Texto em estudo:
# # # #
* por Tom Coelho
“O que quer que você seja capaz de fazer, ou imagina ser capaz,
comece.
Ousadia contém gênio, poder e magia.”
(Goethe)
A cada
minuto de nossas vidas estamos sempre assumindo dois papéis: o de professor e o
de aluno. Dependendo do momento, do tema e do interlocutor, colocamos um ou
outro véu. E num diálogo realmente edificante, chegamos mesmo a utilizar ambos.
Porém,
em regra, somos maus professores. Maus porque pregamos a mediocridade, inibimos
a audácia, coibimos o risco, desestimulamos a galhardia. Ser medíocre é ser
comum, mediano, modesto, despretensioso. Ser medíocre é estar seguro, ainda que
não se esteja bem. Ser medíocre é fruto natural de nossa cultura ibérica e de
nossa tradição católica.
Empregados sem empregos
Nossas
escolas de ensino fundamental privilegiam uma alfabetização metódica,
padronizada, enquadrando as crianças num plano bidimensional. São ao menos nove
anos de estudos sem incentivo à criatividade e à ousadia. Depois, quem pode
gasta uma soma considerável com um terapeuta ou em um curso de especialização
para instruir seu filho a traçar linhas curvas e não apenas retas, a misturar
cores quentes e frias, a experimentar outras formas geométricas, a unir nove
pontos alinhados três a três com apenas quatro retas.
O
ensino médio, por sua vez, produz exércitos dotados de baionetas com as quais
assinalarão “x” dentre cinco alternativas possíveis para, aí sim, ingressando
no chamado ensino superior, compor uma legião de empregados para um mundo sem
empregos. A própria estrutura de ensino promove a subserviência, seja por
intermédio do método expositivo de aulas, seja através do respeito incólume às
hierarquias, seja por meio dos trabalhos de conclusão ou estágios
supervisionados, sempre focalizados em grandes empresas e com conteúdo
discutível.
Nosso modelo de ensino não instiga o pensar. História é para ser
decorada, e não entendida. Matemática é para se aprender por tentativa e erro,
e não por tentativa e acerto. Português tem muitas regras, não se sabe para quê, não é
mano?
# # # #
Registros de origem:
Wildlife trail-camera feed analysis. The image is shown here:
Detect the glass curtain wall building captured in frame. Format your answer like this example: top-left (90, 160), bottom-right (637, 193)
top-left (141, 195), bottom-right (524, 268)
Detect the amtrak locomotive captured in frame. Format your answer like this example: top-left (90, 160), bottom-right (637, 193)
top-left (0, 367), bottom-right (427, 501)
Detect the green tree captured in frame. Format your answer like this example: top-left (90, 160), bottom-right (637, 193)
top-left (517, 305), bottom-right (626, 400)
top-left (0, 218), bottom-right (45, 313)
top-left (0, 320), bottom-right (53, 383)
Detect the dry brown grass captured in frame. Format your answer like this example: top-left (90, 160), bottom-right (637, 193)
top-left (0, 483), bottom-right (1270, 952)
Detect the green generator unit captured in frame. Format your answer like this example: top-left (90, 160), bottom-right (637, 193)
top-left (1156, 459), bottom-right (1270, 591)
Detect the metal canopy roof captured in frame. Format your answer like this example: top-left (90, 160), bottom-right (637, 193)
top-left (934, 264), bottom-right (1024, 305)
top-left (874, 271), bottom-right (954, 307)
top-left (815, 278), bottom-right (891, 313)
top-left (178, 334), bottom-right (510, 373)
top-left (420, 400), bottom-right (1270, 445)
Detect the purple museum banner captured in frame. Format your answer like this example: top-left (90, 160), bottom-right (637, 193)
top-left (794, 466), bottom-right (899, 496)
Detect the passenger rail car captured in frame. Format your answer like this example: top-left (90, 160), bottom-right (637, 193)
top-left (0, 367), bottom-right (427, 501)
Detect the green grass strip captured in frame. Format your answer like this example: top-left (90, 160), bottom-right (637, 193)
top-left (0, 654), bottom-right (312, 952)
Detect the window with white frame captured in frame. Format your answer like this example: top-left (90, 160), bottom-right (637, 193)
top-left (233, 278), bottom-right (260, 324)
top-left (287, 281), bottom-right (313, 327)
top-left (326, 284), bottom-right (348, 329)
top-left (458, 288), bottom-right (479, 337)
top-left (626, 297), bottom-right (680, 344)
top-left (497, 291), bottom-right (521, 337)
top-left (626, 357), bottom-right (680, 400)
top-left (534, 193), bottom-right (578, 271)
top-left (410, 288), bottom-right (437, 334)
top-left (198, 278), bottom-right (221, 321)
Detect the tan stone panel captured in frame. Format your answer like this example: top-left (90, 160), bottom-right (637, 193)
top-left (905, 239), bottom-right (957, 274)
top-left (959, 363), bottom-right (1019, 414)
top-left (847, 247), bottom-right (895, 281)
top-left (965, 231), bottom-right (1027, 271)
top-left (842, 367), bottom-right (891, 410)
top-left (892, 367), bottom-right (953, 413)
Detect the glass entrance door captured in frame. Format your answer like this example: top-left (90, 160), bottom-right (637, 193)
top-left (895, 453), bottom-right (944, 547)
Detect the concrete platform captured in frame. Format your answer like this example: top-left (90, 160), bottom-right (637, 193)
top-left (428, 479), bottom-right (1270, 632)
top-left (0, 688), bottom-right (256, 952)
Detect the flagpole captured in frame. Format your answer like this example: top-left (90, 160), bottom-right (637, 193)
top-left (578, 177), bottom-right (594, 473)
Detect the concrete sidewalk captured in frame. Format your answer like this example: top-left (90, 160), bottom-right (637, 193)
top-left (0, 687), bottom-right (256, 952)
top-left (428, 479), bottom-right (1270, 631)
# # # #
Tarefas do exercício:
**a.** Responda com base no texto em estudo:
(i) Que dois papéis assumimos a cada minuto de nossas vidas?
(ii) Quantos anos de estudos sem incentivo à criatividade e à ousadia são citados, no mínimo?
(iii) De que a mediocridade é apontada como fruto natural?
**b.** Devolva, sem mudar nada, o trecho do texto em estudo que vai de "Ousadia contém gênio, poder" até "a utilizar ambos.".

Respostas por tarefa:
**a.**
(i) O de professor e o de aluno.
(ii) Ao menos nove anos.
(iii) De nossa cultura ibérica e de nossa tradição católica.

**b.**
Ousadia contém gênio, poder e magia.”
(Goethe)
A cada
minuto de nossas vidas estamos sempre assumindo dois papéis: o de professor e o
de aluno. Dependendo do momento, do tema e do interlocutor, colocamos um ou
outro véu. E num diálogo realmente edificante, chegamos mesmo a utilizar ambos.